Kısa alıştırma A:
Karayipler’deki Yahudi tarihini anlatan metnin "Karayipler’in sırrı" ifadesinden başlayıp "ev sahipliği yapmakta." ifadesi de dahil olmak üzere oraya kadar uzanan kısmını, "Karayipler’deki" yerine "Antiller’deki" koyarak değiştirin ve yeniden yazın.
Kısa alıştırma B:
Karayipler’deki Yahudi tarihini anlatan metne göre Nidhe İsrael sinagogunun özgün binası hangi yıldan kalmadır?
Kısa alıştırma C:
Karayipler’deki Yahudi tarihini anlatan metnin bir sonraki bölümünü, gösterilen son cümlenin ardından başlayarak yazın.

Verilen metin:
Karayipler’in sırrı

Yahudilerin Karayipler’deki geçmişi pek bilinmez. Bu bölgenin Yahudi tarihi, İspanyol istilacılar, acımasız korsanlar ve adalarda hâkimiyeti ele geçirmek isteyen Avrupa devletlerinin birbirleriyle yaptığı bitmek bilmez çarpışmalar arasında kaybolup gider. Oysaki yüzlerce yıl boyunca Karayipler’deki ekonomik hayatın can damarı olan şeker kamışını, 17. yüzyılda adalara tanıştıranlar Yahudilerdi.

Kültür
5 Mart 2014 Çarşamba

Çela Saranga

 

Bugün dünyanın önde gelen şeker üreticilerinden biri olan Barbados,  muhteşem beyaz kumlu sahilleri, şık tatil köyleri ve İngiliz sömürge döneminden kalan zengin tarihi mirasıyla tanınır. Ama aynı zamanda Amerika Yahudi tarihinin en dikkate değer alanlarından birine ev sahipliği yapmakta.  

Barbados’un masalsı başkenti Bridgetown limanından şehir merkezine doğru yapılan 30 dakikalık bir yürüyüş sonrasında, adı Sinagog Yolu olan bir sokağa ve adanın birkaç asırlık Yahudi tarihini gözler önüne seren ve Yahudi Meydanı olarak anılan küçük bir avluya varılır. Barbados Parlamentosu’nun birkaç sokak kuzeyinde bulunan bu sessiz avluda Nidhe İsrael (İsrail’in Dağılmış Olanları) adlı bir Sefarad sinagogu, içinde 300 kadar taş bulunan bir mezarlık, 17. yüzyıldan kalma bir mikve ve etkileşimli bir müze bulunmaktadır.  Sinagogun özgün binası 1654 yılından kalmadır ve batı yarımkürenin halen kullanımda olan en eski sinagogudur.

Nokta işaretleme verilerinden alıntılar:
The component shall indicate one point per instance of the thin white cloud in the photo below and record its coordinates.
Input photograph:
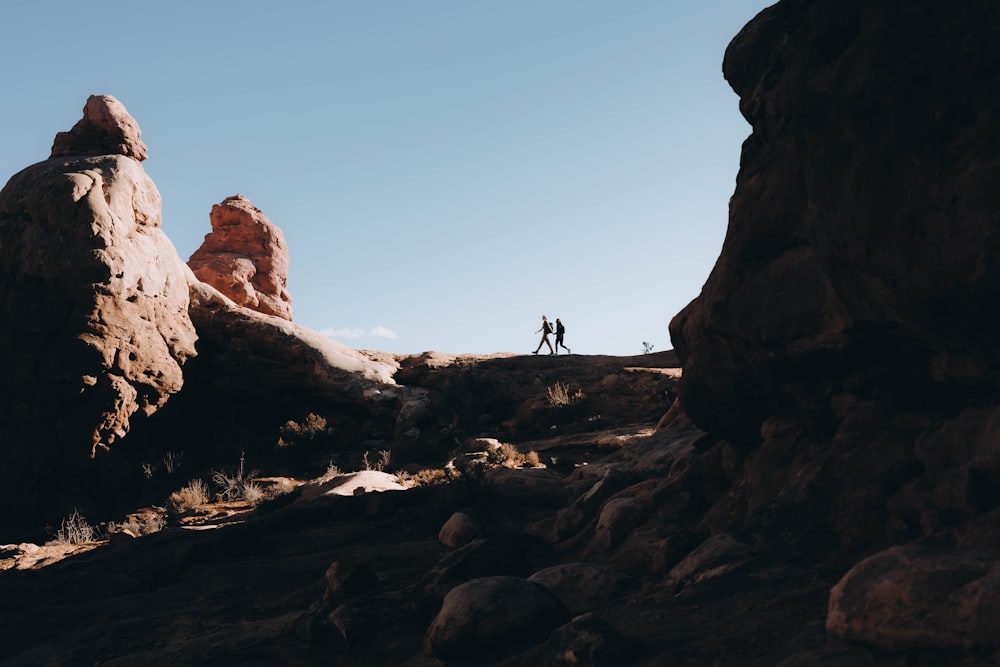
(344, 332)
(383, 332)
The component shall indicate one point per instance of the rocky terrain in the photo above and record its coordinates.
(811, 478)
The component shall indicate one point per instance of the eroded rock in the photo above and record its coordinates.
(106, 128)
(246, 258)
(487, 612)
(912, 597)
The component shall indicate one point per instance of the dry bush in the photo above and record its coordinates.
(381, 464)
(313, 426)
(239, 485)
(195, 494)
(508, 456)
(75, 530)
(561, 396)
(148, 523)
(332, 470)
(428, 477)
(253, 492)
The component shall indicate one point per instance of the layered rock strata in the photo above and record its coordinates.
(246, 258)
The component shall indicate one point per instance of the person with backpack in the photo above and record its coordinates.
(560, 331)
(546, 330)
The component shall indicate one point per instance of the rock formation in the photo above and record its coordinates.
(95, 325)
(105, 129)
(860, 262)
(846, 339)
(245, 257)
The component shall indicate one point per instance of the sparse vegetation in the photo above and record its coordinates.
(384, 455)
(428, 477)
(561, 396)
(172, 460)
(234, 487)
(312, 427)
(188, 497)
(508, 456)
(150, 523)
(332, 470)
(75, 530)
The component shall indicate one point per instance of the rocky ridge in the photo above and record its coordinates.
(822, 490)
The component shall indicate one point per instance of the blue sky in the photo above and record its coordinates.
(445, 172)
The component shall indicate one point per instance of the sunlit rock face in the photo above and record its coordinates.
(862, 260)
(246, 258)
(95, 325)
(106, 128)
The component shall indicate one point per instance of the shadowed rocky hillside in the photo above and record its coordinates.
(811, 479)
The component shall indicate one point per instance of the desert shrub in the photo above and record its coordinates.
(233, 486)
(75, 530)
(311, 427)
(332, 470)
(561, 396)
(380, 464)
(253, 492)
(188, 497)
(428, 477)
(508, 456)
(150, 523)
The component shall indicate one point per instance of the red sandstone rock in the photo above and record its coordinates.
(245, 257)
(95, 327)
(105, 129)
(862, 254)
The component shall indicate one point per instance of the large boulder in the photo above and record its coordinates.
(916, 596)
(861, 259)
(106, 128)
(245, 257)
(95, 325)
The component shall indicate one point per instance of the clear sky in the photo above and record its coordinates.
(445, 171)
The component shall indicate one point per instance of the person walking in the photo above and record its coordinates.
(545, 330)
(560, 331)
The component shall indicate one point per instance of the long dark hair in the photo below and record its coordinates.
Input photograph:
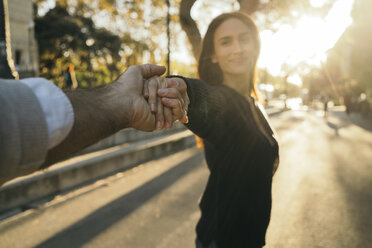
(211, 72)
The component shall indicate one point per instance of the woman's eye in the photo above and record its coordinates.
(225, 42)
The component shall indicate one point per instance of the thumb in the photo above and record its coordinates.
(150, 70)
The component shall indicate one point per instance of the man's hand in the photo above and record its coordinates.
(131, 83)
(170, 92)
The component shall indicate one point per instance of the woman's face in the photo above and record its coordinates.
(235, 47)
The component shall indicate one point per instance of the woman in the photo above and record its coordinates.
(240, 148)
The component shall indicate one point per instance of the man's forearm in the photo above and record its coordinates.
(99, 113)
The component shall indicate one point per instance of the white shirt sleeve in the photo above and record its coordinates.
(57, 108)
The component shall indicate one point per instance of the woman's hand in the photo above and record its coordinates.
(168, 99)
(175, 97)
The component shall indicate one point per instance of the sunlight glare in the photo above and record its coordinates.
(305, 42)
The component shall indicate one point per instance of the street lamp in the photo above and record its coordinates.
(168, 37)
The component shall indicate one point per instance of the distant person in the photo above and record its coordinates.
(70, 78)
(41, 125)
(348, 102)
(240, 146)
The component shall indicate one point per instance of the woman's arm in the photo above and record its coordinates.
(210, 111)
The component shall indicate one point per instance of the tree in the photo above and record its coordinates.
(65, 39)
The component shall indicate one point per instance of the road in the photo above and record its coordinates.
(322, 195)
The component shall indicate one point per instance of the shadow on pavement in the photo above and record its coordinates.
(356, 188)
(97, 222)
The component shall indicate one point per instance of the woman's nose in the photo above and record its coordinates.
(237, 47)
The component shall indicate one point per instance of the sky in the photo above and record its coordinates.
(306, 41)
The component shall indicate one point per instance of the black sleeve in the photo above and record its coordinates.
(211, 111)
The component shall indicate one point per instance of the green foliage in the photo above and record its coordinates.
(65, 39)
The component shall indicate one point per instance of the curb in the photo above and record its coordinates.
(64, 176)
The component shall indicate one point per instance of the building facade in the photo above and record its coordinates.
(22, 35)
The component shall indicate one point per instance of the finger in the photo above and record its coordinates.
(159, 115)
(152, 88)
(174, 94)
(168, 116)
(175, 105)
(146, 89)
(150, 70)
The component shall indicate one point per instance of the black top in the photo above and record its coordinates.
(241, 153)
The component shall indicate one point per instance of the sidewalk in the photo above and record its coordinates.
(114, 154)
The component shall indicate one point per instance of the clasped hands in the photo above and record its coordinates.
(167, 99)
(152, 102)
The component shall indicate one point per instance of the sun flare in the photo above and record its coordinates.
(306, 41)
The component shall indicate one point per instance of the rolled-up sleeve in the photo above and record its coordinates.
(34, 116)
(56, 107)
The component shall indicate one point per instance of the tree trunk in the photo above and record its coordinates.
(189, 26)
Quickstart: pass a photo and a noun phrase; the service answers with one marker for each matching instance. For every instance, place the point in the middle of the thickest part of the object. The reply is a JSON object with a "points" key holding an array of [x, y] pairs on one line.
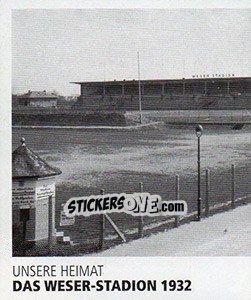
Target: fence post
{"points": [[102, 225], [141, 221], [177, 197], [207, 192], [50, 225], [233, 186]]}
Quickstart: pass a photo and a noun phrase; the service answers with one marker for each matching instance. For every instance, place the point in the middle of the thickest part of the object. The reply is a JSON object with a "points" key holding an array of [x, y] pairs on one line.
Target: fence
{"points": [[219, 191]]}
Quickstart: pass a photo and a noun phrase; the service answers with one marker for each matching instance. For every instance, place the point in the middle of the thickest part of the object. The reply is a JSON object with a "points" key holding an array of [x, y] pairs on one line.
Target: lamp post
{"points": [[199, 131]]}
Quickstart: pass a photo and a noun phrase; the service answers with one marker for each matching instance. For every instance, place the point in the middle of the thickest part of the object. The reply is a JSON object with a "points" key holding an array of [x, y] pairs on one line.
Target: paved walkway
{"points": [[224, 234]]}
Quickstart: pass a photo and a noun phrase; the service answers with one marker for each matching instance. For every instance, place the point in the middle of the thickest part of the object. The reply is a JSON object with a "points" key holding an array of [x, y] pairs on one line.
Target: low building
{"points": [[194, 93], [38, 99]]}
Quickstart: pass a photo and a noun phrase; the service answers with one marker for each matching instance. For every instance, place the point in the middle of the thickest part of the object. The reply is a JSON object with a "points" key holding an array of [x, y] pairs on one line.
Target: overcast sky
{"points": [[52, 48]]}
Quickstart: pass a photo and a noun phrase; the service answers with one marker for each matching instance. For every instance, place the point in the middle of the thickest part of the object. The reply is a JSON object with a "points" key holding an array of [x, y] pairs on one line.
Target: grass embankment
{"points": [[54, 117]]}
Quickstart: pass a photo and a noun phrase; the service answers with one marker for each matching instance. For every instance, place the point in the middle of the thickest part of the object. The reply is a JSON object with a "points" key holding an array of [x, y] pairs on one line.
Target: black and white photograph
{"points": [[130, 138]]}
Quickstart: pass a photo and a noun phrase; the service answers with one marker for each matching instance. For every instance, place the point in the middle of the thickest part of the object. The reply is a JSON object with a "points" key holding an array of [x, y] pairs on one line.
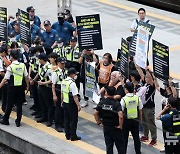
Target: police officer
{"points": [[15, 75], [57, 77], [49, 37], [171, 126], [44, 91], [112, 121], [71, 105], [132, 107], [72, 56]]}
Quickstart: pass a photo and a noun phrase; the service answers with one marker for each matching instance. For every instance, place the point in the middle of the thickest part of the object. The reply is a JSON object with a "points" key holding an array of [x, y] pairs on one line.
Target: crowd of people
{"points": [[52, 70]]}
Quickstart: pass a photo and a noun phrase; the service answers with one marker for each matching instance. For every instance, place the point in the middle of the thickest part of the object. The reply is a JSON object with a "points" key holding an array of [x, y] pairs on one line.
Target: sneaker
{"points": [[152, 143], [84, 104], [144, 139]]}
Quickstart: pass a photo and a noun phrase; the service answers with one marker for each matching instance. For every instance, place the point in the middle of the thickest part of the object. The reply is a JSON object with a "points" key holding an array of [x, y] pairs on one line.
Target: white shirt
{"points": [[9, 71], [134, 24], [130, 95], [73, 87], [1, 65]]}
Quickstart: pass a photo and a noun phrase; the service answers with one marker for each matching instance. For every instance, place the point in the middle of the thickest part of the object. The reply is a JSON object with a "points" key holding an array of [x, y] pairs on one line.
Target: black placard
{"points": [[125, 58], [150, 28], [161, 60], [3, 24], [25, 35], [89, 32]]}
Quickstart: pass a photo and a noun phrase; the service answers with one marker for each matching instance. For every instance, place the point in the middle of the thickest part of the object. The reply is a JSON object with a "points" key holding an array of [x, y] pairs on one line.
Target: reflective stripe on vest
{"points": [[72, 54], [131, 104], [66, 89], [18, 73], [104, 73]]}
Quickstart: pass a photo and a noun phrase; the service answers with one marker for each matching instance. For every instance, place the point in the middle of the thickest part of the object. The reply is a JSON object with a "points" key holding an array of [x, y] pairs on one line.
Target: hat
{"points": [[73, 39], [47, 22], [61, 60], [30, 8], [72, 70], [42, 56]]}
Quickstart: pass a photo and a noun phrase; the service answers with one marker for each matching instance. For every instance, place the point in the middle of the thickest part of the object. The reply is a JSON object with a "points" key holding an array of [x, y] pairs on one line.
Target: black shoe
{"points": [[76, 138], [4, 122], [34, 113], [18, 124], [42, 120], [49, 124], [59, 129], [38, 116]]}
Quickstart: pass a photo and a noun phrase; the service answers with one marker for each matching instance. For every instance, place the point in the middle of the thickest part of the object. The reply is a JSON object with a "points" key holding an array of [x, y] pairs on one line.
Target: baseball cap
{"points": [[47, 22], [42, 56], [61, 60], [73, 39], [30, 8], [72, 70]]}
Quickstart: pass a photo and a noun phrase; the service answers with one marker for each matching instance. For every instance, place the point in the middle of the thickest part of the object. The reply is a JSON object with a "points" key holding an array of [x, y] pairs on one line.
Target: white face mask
{"points": [[75, 77]]}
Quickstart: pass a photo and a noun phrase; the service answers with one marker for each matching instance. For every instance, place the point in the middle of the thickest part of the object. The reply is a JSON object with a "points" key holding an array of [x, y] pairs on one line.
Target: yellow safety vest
{"points": [[66, 90], [17, 73], [72, 54], [131, 105]]}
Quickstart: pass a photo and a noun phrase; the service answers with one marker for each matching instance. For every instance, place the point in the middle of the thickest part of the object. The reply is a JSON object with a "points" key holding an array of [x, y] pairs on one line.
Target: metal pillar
{"points": [[63, 4]]}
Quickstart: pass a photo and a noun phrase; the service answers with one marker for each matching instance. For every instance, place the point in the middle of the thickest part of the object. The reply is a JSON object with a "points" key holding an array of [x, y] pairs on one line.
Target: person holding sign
{"points": [[142, 17]]}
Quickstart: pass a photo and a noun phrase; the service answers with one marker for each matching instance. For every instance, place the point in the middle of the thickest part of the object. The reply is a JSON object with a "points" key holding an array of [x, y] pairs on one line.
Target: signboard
{"points": [[161, 60], [141, 54], [25, 34], [90, 79], [133, 42], [3, 24], [89, 32], [125, 58]]}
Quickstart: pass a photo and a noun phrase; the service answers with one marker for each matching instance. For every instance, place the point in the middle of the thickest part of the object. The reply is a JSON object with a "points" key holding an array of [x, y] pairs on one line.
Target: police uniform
{"points": [[108, 110], [15, 75], [131, 105], [171, 126], [57, 77], [45, 94], [69, 90]]}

Beklenen yanıt A:
Karayipler’in sırrı

Yahudilerin Antiller’deki geçmişi pek bilinmez. Bu bölgenin Yahudi tarihi, İspanyol istilacılar, acımasız korsanlar ve adalarda hâkimiyeti ele geçirmek isteyen Avrupa devletlerinin birbirleriyle yaptığı bitmek bilmez çarpışmalar arasında kaybolup gider. Oysaki yüzlerce yıl boyunca Antiller’deki ekonomik hayatın can damarı olan şeker kamışını, 17. yüzyılda adalara tanıştıranlar Yahudilerdi.

Kültür
5 Mart 2014 Çarşamba

Çela Saranga

 

Bugün dünyanın önde gelen şeker üreticilerinden biri olan Barbados,  muhteşem beyaz kumlu sahilleri, şık tatil köyleri ve İngiliz sömürge döneminden kalan zengin tarihi mirasıyla tanınır. Ama aynı zamanda Amerika Yahudi tarihinin en dikkate değer alanlarından birine ev sahipliği yapmakta.

Beklenen yanıt B:
Sinagogun özgün binası 1654 yılından kalmadır.

Beklenen yanıt C:
Yahudiler Barbados’a ilk kez 1628 yılında, İngilizlerin Barbados’u bir koloni haline getirmelerinden sonra geldiler. Brezilya’daki Engizisyondan kaçan İspanyol ve Portekiz Yahudileri şeker kamışı yetiştirmek ve yel değirmenlerini kullanarak mahsulü işlemek konusundaki deneyimlerini de beraberlerinde getirdiler. Müzenin girişinde ziyaretçileri karşılayan sergide yazıldığı şekilde: “Hindistan cevizi sütü ve şeker kamışı, bu Yahudiler ve onların soyundan gelenler için İbrahim’in çocuklarına vaat edilen toprakların sütü ve balıydı.”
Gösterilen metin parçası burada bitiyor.